[Some records]
◆ ◆ ◆
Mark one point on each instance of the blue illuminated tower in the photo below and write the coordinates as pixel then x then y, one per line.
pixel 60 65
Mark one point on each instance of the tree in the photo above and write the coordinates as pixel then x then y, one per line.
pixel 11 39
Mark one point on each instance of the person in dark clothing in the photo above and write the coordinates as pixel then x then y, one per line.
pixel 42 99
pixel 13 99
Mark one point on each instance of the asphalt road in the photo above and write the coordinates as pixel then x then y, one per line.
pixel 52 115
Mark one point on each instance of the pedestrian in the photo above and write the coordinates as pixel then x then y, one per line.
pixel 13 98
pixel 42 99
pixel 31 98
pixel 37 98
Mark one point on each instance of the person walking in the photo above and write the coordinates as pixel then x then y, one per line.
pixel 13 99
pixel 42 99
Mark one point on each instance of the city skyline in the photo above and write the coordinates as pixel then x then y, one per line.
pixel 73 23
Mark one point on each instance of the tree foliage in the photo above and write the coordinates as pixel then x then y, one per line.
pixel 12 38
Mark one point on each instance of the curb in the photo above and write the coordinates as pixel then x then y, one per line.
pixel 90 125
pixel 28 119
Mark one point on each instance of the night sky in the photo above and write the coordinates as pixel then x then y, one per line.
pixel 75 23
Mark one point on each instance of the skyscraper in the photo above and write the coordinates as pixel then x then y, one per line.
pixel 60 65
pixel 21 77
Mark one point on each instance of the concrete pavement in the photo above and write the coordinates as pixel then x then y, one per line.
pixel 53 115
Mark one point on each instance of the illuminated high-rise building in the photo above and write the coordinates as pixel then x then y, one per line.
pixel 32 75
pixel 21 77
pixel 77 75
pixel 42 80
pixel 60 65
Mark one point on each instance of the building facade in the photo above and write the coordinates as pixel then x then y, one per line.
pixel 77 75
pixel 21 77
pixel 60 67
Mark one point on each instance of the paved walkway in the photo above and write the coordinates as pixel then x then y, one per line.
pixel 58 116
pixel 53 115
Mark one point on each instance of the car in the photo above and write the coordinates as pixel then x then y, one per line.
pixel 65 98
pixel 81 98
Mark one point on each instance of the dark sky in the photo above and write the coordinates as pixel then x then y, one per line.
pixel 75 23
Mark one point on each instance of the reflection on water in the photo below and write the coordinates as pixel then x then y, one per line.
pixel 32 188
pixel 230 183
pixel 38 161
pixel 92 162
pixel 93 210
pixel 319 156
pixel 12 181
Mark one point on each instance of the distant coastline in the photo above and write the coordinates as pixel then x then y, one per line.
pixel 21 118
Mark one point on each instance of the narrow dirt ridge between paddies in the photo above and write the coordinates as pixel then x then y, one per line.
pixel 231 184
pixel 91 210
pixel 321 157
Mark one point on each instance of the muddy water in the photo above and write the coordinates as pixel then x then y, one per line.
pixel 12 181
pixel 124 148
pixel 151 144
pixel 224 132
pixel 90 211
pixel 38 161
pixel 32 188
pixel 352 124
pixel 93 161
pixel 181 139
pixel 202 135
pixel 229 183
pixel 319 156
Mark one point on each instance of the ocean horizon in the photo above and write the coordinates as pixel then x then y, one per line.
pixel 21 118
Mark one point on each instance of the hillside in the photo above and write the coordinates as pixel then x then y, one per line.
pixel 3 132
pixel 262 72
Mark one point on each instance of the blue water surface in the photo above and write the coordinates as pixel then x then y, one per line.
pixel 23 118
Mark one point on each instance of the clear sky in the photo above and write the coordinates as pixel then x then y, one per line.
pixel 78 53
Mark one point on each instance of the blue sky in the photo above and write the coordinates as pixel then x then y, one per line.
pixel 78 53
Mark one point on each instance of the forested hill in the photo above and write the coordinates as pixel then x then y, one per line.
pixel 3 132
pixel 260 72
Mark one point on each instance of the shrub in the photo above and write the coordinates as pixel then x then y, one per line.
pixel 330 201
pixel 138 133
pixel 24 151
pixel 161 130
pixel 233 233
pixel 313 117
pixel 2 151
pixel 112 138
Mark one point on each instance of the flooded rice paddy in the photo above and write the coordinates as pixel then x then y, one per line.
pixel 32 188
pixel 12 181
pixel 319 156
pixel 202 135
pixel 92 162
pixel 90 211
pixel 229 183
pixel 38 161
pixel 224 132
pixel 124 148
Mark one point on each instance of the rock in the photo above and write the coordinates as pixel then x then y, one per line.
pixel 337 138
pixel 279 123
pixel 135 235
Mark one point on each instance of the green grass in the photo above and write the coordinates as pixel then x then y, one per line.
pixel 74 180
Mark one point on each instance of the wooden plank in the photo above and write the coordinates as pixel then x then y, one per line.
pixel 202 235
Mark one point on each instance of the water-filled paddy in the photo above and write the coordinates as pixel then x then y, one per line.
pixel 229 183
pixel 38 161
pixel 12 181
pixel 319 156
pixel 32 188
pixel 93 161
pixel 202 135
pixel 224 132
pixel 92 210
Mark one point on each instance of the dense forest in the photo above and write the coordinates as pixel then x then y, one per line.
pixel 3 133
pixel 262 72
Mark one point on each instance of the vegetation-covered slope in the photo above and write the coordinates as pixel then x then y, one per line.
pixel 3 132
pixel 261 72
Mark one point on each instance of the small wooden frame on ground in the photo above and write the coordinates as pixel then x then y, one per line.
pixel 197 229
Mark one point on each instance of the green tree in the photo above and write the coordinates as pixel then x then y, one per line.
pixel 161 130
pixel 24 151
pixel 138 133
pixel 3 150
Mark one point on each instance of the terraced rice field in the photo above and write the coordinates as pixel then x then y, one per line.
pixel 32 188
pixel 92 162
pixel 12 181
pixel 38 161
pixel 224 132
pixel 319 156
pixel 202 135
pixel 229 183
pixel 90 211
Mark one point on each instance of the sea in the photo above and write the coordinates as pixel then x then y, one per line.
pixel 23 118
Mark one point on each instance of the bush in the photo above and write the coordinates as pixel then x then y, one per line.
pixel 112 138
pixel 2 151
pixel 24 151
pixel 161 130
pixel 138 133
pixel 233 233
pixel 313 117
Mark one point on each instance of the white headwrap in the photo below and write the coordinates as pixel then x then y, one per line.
◆ ◆ ◆
▶ [Given request] Copy each line of the data above without altering a single character.

▶ [Reply]
Mark one point on each instance of the blue illuminated tower in the photo below and write the coordinates as pixel then x then y, one per line.
pixel 60 65
Mark one point on each instance of the tree in the photo above and write the coordinates as pixel then x then y, one per line.
pixel 11 39
Mark one point on each instance of the person in dark clothing in the photo above and write the coordinates as pixel then x then y, one per line.
pixel 42 99
pixel 13 99
Mark one point on each instance of the asphalt road in the photo above and write the coordinates as pixel then x then y, one per line.
pixel 52 115
Mark one point on each instance of the pedestrian in the photo above and write the coordinates as pixel then x then y, one per line.
pixel 13 98
pixel 42 99
pixel 31 98
pixel 37 98
Mark one point on each instance of the person walking in the photo above and write the coordinates as pixel then x then y, one per line.
pixel 13 99
pixel 42 99
Mark one point on each instance of the city skyline in the photo above and write the coordinates as pixel then x then y, one per line.
pixel 73 23
Mark one point on each instance of the tree foliage in the photo above and write the coordinates as pixel then x then y, one per line.
pixel 12 38
Mark one point on each instance of the curb in the photo above and write the coordinates as pixel then x then y, one per line.
pixel 90 125
pixel 28 119
Mark one point on each instance of the night sky in the photo above and write the coordinates as pixel then x then y, one per line.
pixel 75 23
Mark one point on each instance of the skyscraper in the photo above and write the coordinates as pixel then x then y, one per line.
pixel 60 65
pixel 21 77
Mark one point on each instance of the concrete pavement in the photo above and write the coordinates as pixel then x then y, one per line.
pixel 53 115
Mark one point on each instance of the illuminated high-rise building in the photo above and write the coordinates as pixel then x then y, one per line.
pixel 32 75
pixel 21 77
pixel 77 75
pixel 42 80
pixel 60 65
Mark one point on each instance of the building facade in the photo above and write the coordinates as pixel then x then y, one per line.
pixel 77 75
pixel 21 77
pixel 60 67
Mark one point on each instance of the paved walkway in the photo above and write the coordinates as pixel then x then y, one per line.
pixel 58 116
pixel 53 115
Mark one point on each instance of the car in the photo above and write the coordinates as pixel then x then y, one per line.
pixel 65 98
pixel 81 98
Mark one point on each instance of the dark sky in the photo above and write the coordinates as pixel then x then y, one per line.
pixel 75 23
Mark one point on each instance of the reflection on water in the photo below and write the coordinates as pixel then x then y, one per line.
pixel 32 188
pixel 230 183
pixel 38 161
pixel 92 162
pixel 93 210
pixel 319 156
pixel 12 181
Mark one point on each instance of the distant coastline in the photo above and write the coordinates as pixel then x then y, one per line.
pixel 21 118
Mark one point on each instance of the narrow dirt ridge between paddies in the photo above and write the coordinates as pixel then x then y, one per line.
pixel 231 184
pixel 91 210
pixel 321 157
Mark one point on each instance of the muddy water in the photo above and write the coordinates as pixel then x then y, one per line.
pixel 12 181
pixel 124 148
pixel 151 144
pixel 224 132
pixel 90 211
pixel 38 161
pixel 32 188
pixel 352 124
pixel 93 161
pixel 181 139
pixel 202 135
pixel 229 183
pixel 319 156
Mark one point on each instance of the ocean horizon in the photo above and write the coordinates as pixel then x then y, one per line.
pixel 21 118
Mark one point on each instance of the hillside in the photo above and write the coordinates as pixel then x then y, one per line.
pixel 3 132
pixel 262 72
Mark one point on each instance of the blue water surface in the photo above and write the coordinates as pixel then x then y, one per line.
pixel 23 118
Mark one point on each instance of the clear sky in the photo above and write the coordinates as pixel then x then y, one per line.
pixel 78 53
Mark one point on each instance of the blue sky in the photo above and write the coordinates as pixel then x then y, one per line.
pixel 78 53
Mark one point on each instance of the forested hill in the photo above and write the coordinates as pixel then x then y, one per line.
pixel 3 132
pixel 260 72
Mark one point on each instance of the shrub in the photo above and write the coordinates as pixel then x then y, one per line.
pixel 330 201
pixel 138 133
pixel 24 151
pixel 161 130
pixel 233 233
pixel 313 117
pixel 2 151
pixel 112 138
Mark one point on each instance of the flooded rice paddy in the photo above and write the coordinates as pixel then x then y, one per line.
pixel 32 188
pixel 12 181
pixel 319 156
pixel 202 135
pixel 92 162
pixel 90 211
pixel 229 183
pixel 38 161
pixel 224 132
pixel 124 148
Mark one point on each instance of the rock in the photo above and write the coordinates as pixel then x then y, one per line.
pixel 337 138
pixel 279 123
pixel 135 235
Mark one point on each instance of the green grass in the photo above and write the coordinates as pixel then x then y, one per line.
pixel 74 180
Mark one point on each instance of the wooden plank in the photo above and write the coordinates as pixel then x then y, one per line.
pixel 202 235
Mark one point on each instance of the water-filled paddy in the photo above and write the coordinates as pixel then x then y, one per line.
pixel 229 183
pixel 38 161
pixel 12 181
pixel 319 156
pixel 32 188
pixel 93 161
pixel 202 135
pixel 224 132
pixel 92 210
Mark one point on each instance of the dense forest in the photo above and write the coordinates as pixel then x then y, one per line.
pixel 3 133
pixel 262 72
Mark one point on each instance of the vegetation-covered slope in the photo above and write the coordinates as pixel then x then y, one per line.
pixel 3 132
pixel 261 72
Mark one point on each instance of the small wooden frame on ground in the photo above and write the coordinates as pixel then x then y, one per line.
pixel 197 229
Mark one point on each instance of the green tree in the photo above and write the coordinates as pixel then x then y, one per line.
pixel 161 130
pixel 24 151
pixel 138 133
pixel 3 150
Mark one point on each instance of the terraced rice field in the photo above and write the coordinates as pixel then x then y, one per line.
pixel 32 188
pixel 92 162
pixel 12 181
pixel 38 161
pixel 224 132
pixel 319 156
pixel 202 135
pixel 229 183
pixel 90 211
Mark one point on each instance of the sea in the photo above and write the coordinates as pixel then x then y, one per line.
pixel 23 118
Mark one point on each instance of the bush in the photo above and write the coordinates as pixel then x then y, one per line.
pixel 112 138
pixel 2 151
pixel 24 151
pixel 161 130
pixel 138 133
pixel 233 233
pixel 313 117
Mark one point on each instance of the white headwrap in the photo below and write the coordinates as pixel then x then y, one per line.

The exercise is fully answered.